• **SOURCE EXTRACT**:

Search for “how to go viral” on Google, and you will get over 15 million results and a seemingly endless list of blog posts, articles, or studies presenting with great precision the steps you need to take to reach a massive audience. It seems that everyone and their mother wants to learn how to create viral content.

Marketers know this scenario all too well: a client, at one point, will express their desire to make their brand viral. Even those who don’t bother with the intricacies of marketing know that once you have a piece of content disseminated on a large scale by people, you’ve made it big. But is viral content something that you can control or, better yet, craft at wish?

How to Make Something Viral
At least, in theory, marketing agencies know how to make a video, post, ad, or any form of content go viral. It’s not exactly a secret recipe – a short analysis of previous viral materials can result in a lot of useful information on how to make a particular brand famous.

So, how do they do it?

Well, they’ll most likely carve out a strategy that will contain everything from what words to use in the headline, what Social Media platform to use, and when to publish the content or launch the campaign to get the biggest impact. They’ll look at popular trends online and try to integrate them without making it look forced.

While all these tactics can certainly boost up the visibility of your campaign, there’s no guarantee it will take the internet by storm. Celebrities or big brands that already have a generous following have a better chance of creating content that will spread like wildfire. Those with a modest follower count, however, have to rely on luck.

Here’s the thing: there are an average 6000 tweets posted per second, totaling up to roughly 500 million tweets per day. And, don’t let us get started on other social media platforms. The amount of content posted every day is insane. One truth that you must accept is that the internet is unpredictable.

• **EXCERPTED DATA**:
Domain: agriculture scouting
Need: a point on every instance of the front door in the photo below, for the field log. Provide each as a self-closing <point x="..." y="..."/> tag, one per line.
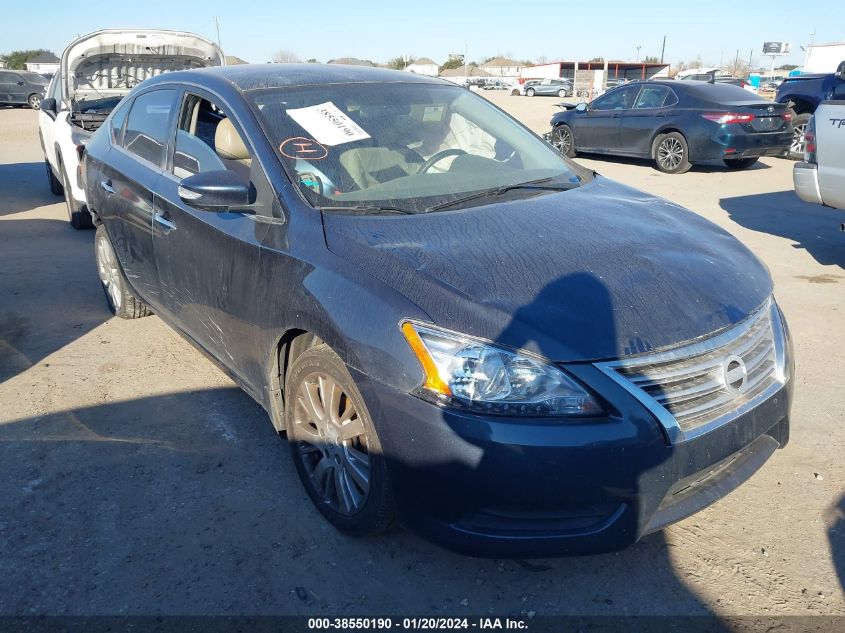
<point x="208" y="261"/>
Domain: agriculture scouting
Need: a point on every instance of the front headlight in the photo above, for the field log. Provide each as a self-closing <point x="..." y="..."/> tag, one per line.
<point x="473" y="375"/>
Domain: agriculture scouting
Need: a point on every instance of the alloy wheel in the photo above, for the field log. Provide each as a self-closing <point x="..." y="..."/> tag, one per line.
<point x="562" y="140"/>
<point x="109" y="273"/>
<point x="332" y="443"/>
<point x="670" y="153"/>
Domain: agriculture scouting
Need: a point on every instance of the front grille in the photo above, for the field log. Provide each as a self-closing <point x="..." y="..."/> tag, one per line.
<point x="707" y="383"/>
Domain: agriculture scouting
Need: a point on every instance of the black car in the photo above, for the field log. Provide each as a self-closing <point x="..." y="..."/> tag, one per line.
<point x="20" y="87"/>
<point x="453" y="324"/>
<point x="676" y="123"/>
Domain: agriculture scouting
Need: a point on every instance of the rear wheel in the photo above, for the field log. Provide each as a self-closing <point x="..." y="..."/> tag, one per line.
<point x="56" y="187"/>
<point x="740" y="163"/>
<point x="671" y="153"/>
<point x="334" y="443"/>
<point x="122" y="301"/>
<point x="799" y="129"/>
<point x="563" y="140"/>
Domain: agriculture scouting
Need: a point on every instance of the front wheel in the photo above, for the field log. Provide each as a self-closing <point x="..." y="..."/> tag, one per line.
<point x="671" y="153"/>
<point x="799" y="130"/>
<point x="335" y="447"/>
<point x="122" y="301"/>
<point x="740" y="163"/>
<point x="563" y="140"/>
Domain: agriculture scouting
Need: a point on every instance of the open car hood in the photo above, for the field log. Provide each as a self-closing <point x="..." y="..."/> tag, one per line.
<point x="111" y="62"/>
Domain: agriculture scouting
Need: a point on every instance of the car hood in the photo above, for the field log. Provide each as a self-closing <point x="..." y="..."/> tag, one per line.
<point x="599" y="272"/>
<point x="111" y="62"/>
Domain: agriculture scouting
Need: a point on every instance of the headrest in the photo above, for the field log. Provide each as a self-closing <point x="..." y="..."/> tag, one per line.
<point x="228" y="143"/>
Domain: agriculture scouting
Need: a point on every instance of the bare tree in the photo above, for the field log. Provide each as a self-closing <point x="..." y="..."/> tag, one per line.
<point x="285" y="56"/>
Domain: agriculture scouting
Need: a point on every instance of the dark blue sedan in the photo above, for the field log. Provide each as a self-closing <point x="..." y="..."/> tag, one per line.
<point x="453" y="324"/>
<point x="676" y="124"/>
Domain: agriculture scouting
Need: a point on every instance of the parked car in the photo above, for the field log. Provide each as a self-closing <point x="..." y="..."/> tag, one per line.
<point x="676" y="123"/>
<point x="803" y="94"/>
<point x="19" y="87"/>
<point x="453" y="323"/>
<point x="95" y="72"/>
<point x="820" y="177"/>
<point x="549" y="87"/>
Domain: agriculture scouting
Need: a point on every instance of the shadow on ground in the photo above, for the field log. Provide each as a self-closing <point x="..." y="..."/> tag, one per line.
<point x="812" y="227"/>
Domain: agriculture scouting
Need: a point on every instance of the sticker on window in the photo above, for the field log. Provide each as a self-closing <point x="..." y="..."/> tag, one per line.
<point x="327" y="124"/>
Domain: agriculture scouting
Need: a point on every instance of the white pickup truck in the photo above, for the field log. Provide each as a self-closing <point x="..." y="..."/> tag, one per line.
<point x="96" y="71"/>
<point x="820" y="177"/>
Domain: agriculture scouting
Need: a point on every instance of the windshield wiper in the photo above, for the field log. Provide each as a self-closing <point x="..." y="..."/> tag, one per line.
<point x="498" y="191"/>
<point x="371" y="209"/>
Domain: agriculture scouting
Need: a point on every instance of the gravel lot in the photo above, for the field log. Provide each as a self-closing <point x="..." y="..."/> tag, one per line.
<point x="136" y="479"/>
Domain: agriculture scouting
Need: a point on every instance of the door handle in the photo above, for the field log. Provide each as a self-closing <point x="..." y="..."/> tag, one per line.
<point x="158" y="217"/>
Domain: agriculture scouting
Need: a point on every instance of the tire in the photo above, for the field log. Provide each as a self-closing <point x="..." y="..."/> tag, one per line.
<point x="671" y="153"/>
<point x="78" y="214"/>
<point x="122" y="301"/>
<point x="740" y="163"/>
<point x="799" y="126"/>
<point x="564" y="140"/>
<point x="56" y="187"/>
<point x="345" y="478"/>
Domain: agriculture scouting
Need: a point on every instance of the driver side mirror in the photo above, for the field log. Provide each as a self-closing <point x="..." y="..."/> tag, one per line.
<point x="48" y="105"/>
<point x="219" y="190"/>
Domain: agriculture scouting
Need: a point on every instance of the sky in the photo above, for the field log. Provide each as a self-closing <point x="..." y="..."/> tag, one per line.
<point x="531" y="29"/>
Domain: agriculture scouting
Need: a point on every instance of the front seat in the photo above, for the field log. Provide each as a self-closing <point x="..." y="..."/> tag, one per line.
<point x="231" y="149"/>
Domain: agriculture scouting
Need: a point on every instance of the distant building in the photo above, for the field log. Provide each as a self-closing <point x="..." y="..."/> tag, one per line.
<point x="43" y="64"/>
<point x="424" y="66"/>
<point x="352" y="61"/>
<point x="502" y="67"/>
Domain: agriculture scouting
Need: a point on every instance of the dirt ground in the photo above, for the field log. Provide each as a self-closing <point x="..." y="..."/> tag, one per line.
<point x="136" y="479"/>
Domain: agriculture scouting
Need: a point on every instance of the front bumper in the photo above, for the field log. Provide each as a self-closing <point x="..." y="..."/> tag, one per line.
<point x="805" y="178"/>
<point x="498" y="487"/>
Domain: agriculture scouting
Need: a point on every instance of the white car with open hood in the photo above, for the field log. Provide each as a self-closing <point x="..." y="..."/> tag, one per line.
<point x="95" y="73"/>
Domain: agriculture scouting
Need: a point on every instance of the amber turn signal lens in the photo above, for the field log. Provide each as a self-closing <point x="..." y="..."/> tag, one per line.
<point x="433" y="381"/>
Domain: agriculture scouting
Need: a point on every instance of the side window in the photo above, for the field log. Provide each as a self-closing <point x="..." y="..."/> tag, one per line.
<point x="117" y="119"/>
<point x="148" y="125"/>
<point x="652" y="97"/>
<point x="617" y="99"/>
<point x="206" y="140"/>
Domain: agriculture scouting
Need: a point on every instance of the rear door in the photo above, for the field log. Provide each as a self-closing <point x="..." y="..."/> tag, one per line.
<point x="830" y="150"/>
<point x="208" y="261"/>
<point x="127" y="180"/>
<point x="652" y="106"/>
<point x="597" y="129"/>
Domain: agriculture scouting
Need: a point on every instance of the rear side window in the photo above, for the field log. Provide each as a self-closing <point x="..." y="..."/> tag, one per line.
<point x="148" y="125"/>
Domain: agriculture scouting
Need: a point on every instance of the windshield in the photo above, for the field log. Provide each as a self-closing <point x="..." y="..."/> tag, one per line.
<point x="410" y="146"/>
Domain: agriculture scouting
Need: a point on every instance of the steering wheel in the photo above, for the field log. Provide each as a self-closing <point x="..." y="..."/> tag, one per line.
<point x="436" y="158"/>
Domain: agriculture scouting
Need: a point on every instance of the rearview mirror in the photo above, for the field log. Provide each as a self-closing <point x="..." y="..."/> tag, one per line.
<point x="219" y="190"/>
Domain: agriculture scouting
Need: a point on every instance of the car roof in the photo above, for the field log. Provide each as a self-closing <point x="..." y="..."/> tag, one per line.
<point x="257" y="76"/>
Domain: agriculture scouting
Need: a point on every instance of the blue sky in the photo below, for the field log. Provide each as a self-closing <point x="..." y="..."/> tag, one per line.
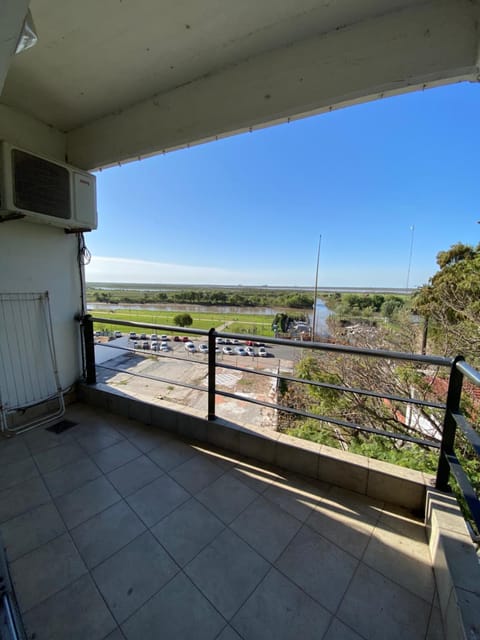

• **PROBLEM A**: According to the article on viral content, what three things will an agency's strategy contain?
• **PROBLEM B**: Please duplicate the part of the article on viral content that begins at the words "While all these" and stops after "rely on luck.".
• **PROBLEM C**: In the article on viral content, how many tweets are posted per second on average?

• **EXERCISE OUTPUT A**:
- What words to use in the headline
- What social media platform to use
- When to publish the content or launch the campaign

• **EXERCISE OUTPUT B**:
While all these tactics can certainly boost up the visibility of your campaign, there’s no guarantee it will take the internet by storm. Celebrities or big brands that already have a generous following have a better chance of creating content that will spread like wildfire. Those with a modest follower count, however, have to rely on luck.

• **EXERCISE OUTPUT C**: 6000 tweets per second.